:: Critique fournie ::

François Blais : La classe de madame Valérie
Livres

François Blais : La classe de madame Valérie

Jusqu’ici, la modestie des perdants magnifiques de narrateurs aux commandes de l’imaginaire de François Blais avait toujours trouvé écho dans la charmante modestie formelle de romans relativement courts ne mettant en vedette que quelques personnages. Avec La classe de madame Valérie, le chantre de Grand-Mère élève son jeu d’un cran et transcende les attentes sur quelque 400 pages au cours desquelles nous ferons la connaissance de plus d’une vingtaine de personnages. Tabarouette!

Il convient cependant plus ou moins d’employer l’expression «roman choral» pour parler de ce septième livre tant Blais ne s’appuie pas sur les ressorts habituels du genre. S’il alterne les focalisations en se collant tour à tour au point de vue d’un différent membre de la classe, c’est surtout pour dresser le portrait de société le plus étoffé possible, et non pas en machinant un bête dénouement à l’emporte-pièce. Accompagner à plusieurs âges ses personnages (on les retrouve au primaire en 1990, au cégep en 1997 et à l’âge adulte en 2011), permet en outre à l’écrivain de mesurer comme il l’a toujours fait – c’est une de ses obsessions – le fossé qui sépare leurs rêves, leurs ambitions et leurs aptitudes de la douloureuse réalité.

:::

## Détail de la consigne
Prolongez la critique de La classe de madame Valérie, plus haut, en reprenant juste après sa dernière phrase.

:: Données brutes ::

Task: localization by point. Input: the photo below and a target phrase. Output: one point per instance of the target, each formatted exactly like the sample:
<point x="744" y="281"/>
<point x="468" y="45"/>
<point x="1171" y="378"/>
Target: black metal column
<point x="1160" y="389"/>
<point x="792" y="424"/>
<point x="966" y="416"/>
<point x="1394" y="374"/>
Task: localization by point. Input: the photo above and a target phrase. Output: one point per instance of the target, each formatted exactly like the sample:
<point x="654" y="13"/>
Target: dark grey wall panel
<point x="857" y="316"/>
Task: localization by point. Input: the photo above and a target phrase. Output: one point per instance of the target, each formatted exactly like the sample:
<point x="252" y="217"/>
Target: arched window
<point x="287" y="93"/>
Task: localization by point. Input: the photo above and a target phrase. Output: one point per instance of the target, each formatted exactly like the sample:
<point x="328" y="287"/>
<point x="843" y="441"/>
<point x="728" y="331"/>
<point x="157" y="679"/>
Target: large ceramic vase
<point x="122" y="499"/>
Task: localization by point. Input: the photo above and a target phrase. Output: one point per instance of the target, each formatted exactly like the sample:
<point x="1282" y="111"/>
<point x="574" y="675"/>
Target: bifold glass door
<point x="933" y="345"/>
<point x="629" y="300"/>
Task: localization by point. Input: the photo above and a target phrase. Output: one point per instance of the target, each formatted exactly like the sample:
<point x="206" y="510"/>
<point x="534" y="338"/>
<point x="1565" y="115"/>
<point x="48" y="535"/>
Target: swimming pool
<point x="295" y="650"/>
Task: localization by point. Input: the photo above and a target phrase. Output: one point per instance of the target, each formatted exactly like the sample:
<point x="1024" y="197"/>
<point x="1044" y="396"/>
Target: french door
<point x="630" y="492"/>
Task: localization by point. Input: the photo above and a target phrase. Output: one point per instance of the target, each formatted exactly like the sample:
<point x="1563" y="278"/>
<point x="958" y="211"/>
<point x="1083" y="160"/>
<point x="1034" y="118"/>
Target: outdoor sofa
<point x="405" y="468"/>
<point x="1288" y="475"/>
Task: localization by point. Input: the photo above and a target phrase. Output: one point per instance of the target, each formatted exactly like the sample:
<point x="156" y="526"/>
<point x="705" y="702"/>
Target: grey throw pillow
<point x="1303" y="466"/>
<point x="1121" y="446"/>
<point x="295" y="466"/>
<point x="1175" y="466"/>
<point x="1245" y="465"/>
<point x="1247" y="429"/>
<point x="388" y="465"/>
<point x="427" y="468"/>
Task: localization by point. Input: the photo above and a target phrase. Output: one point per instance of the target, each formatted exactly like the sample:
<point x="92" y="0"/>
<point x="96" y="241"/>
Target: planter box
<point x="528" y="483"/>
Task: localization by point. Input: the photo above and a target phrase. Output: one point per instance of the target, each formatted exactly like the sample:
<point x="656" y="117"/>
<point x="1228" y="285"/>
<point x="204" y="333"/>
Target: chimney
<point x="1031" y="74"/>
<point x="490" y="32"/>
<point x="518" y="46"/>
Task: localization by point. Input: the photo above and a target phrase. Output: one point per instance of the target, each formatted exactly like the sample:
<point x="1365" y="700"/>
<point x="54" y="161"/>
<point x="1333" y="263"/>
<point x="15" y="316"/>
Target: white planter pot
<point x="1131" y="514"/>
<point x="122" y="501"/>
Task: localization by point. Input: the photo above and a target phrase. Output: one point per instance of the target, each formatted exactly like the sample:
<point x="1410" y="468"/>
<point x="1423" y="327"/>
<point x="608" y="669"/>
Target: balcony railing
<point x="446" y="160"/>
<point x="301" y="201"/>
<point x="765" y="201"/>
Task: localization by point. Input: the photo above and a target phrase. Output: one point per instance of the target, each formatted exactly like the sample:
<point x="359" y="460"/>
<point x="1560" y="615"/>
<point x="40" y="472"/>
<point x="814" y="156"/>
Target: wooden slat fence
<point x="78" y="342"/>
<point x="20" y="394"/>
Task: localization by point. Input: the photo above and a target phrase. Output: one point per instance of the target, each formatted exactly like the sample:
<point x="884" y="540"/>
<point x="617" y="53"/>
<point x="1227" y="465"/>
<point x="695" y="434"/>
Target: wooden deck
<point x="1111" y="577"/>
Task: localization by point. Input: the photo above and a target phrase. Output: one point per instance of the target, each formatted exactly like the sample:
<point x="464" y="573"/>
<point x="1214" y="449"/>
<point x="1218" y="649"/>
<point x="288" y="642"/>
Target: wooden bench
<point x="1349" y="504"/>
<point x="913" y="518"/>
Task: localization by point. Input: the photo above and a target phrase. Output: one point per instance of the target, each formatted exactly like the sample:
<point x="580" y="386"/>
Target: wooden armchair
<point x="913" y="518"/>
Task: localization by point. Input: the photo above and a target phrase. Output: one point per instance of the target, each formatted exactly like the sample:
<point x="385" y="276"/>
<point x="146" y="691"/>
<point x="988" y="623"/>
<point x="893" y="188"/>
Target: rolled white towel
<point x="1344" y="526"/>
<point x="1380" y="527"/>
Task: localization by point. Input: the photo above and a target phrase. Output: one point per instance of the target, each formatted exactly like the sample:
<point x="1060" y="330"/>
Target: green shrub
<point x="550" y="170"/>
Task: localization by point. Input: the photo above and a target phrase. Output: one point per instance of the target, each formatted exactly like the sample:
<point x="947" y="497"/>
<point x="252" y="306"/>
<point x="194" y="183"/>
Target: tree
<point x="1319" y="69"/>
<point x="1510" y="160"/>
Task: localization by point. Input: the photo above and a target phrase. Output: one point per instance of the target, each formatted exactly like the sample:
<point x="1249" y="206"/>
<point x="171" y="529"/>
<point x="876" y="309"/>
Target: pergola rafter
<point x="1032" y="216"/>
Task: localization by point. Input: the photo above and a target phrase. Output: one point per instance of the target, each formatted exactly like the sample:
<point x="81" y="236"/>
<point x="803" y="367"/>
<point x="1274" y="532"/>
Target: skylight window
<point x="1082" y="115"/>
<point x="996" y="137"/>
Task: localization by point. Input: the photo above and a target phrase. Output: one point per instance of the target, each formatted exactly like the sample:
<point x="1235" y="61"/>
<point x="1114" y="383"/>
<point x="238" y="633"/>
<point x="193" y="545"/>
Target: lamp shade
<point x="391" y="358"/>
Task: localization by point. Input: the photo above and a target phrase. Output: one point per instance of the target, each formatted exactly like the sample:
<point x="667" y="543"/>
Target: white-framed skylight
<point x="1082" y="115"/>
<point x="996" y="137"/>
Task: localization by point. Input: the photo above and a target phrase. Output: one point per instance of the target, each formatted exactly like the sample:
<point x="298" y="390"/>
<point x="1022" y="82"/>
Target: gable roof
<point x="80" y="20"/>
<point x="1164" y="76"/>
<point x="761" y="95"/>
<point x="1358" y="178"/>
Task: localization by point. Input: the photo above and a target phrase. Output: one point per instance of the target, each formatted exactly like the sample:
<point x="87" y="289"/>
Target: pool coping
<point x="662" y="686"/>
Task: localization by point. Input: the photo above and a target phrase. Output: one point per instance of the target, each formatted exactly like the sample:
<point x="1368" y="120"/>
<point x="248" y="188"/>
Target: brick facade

:::

## Bonne réponse
Malgré l’envergure de cette impressionnante architecture romanesque, le style reconnaissable entre tous de Blais est demeuré intact. Mélange d’ironie bienveillante («Un véritable ami, c’est quelqu’un qui vous aidera à corriger les fautes dans votre lettre de suicide») et de fraternelle compassion (on sent que Blais se fait vraiment du souci pour ses principaux protagonistes), cette écriture ne cesse de traquer dans le trivial (un concours de costumes d’Halloween, par exemple) la vérité et s’autorise pour une rare fois quelques très beaux élans de lyrisme. L’ordinaire est un fertile terreau romanesque, en voici une énième et imposante preuve.

L’Instant même, 2013, 402 p.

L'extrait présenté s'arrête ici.